▶ _To do_
[1] Retype the passage of the Victor Serge text starting with "Exile relights its" and going on through "Second World War.".
[2] Using the Victor Serge text, answer these:
(a) In what year was Serge sentenced to five years in a French penitentiary?
(b) In which city did Serge die?
(c) What is the title of Serge's sole published book of poetry, and in what year did it appear?

▶ _Page text_
** Begin **
Victor Serge (1890-1947) was born to Russian anti-Tsarist exiles living in Brussels. As a young anarchist firebrand, he was sentenced to five years in a French penitentiary in 1912. In 1919, Serge joined the Bolsheviks. An outspoken critic of Stalin, he was expelled from the Party and arrested in 1929. Nonetheless, he managed to complete three novels (Men in Prison, Birth of Our Power, and Conquered City) and a history (Year One of the Russian Revolution), published in Paris. Arrested again in Russia and deported to Central Asia in 1933, he was allowed to leave the USSR in 1936 after international protests by militants and prominent writers such as André Gide and Romain Rolland. Hounded by Stalinist agents, Serge lived in precarious exile in Brussels, Paris, Vichy France, and Mexico City, where he died in 1947.



Victor Serge (1890-1947) played many parts, as he recounted in his indelible Memoirs of a Revolutionary. The son of anti-czarist exiles in Brussels, Serge was a young anarchist in Paris; a syndicalist rebel in Barcelona; a Bolshevik in Petrograd; a Comintern agent in Central Europe; a comrade of Trotsky's; a friend of writers like Andrei Bely, Boris Pilnyak, and André Breton; a prisoner of Stalin; a dissident Marxist in exile in Mexico...

Like Serge's extraordinary novels, A Blaze in a Desert: Selected Poems bears witness to decades of revolutionary upheavals in Europe and the advent of totalitarian rule; many of the poems were written during the "immense shipwreck" of Stalin's ascendancy. In poems datelined Petrograd, Orenburg, Paris, Marseille, the Caribbean, and Mexico, Serge composed elegies for the fallen-as well as prospective elegies for the living who, like him, endured prison, exile, and bitter disappointment in the revolutions of the first half of the twentieth century:

Night falls, the boat pulls in,
stop singing.
Exile relights its captive lamps
on the shore of time.

Throughout A Blaze in a Desert, Serge draws on the heritage of late- and post-Symbolist writers like Verhaeren, Rictus, Apollinaire, Blok, and Bely-themselves authors of messages of a more general resistance by the human spirit-to express the anguish of the failure of the Russian Revolution and to search out glimmers of hope in the ruins of the Second World War.

A Blaze in a Desert comprises Victor Serge's sole published book of poetry, Resistance (1938), his unpublished manuscript Messages (1946), and his last poem, "Hands" (1947).
** End **
▶ _Records_
** Begin **
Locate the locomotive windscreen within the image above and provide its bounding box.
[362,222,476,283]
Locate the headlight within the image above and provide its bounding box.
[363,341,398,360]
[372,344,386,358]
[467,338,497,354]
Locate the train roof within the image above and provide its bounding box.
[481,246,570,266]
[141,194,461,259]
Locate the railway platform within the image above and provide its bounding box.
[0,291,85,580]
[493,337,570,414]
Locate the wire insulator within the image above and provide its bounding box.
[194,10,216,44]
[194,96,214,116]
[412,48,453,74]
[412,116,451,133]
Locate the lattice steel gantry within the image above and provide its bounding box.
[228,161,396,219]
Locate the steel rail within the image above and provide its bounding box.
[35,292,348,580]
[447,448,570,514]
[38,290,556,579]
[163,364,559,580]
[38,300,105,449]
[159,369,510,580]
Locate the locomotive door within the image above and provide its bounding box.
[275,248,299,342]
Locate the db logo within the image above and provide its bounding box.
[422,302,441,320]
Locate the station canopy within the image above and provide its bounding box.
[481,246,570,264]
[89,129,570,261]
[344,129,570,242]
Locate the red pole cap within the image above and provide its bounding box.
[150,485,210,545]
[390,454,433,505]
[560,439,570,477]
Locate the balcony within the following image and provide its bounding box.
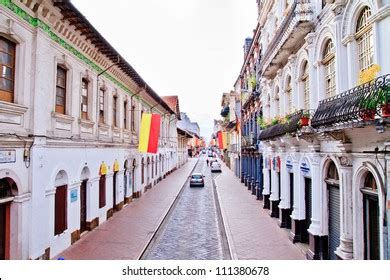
** End **
▶ _Exercise results_
[1]
Exile relights its captive lamps
on the shore of time.

Throughout A Blaze in a Desert, Serge draws on the heritage of late- and post-Symbolist writers like Verhaeren, Rictus, Apollinaire, Blok, and Bely-themselves authors of messages of a more general resistance by the human spirit-to express the anguish of the failure of the Russian Revolution and to search out glimmers of hope in the ruins of the Second World War.

[2]
(a) 1912
(b) Mexico City
(c) Resistance, 1938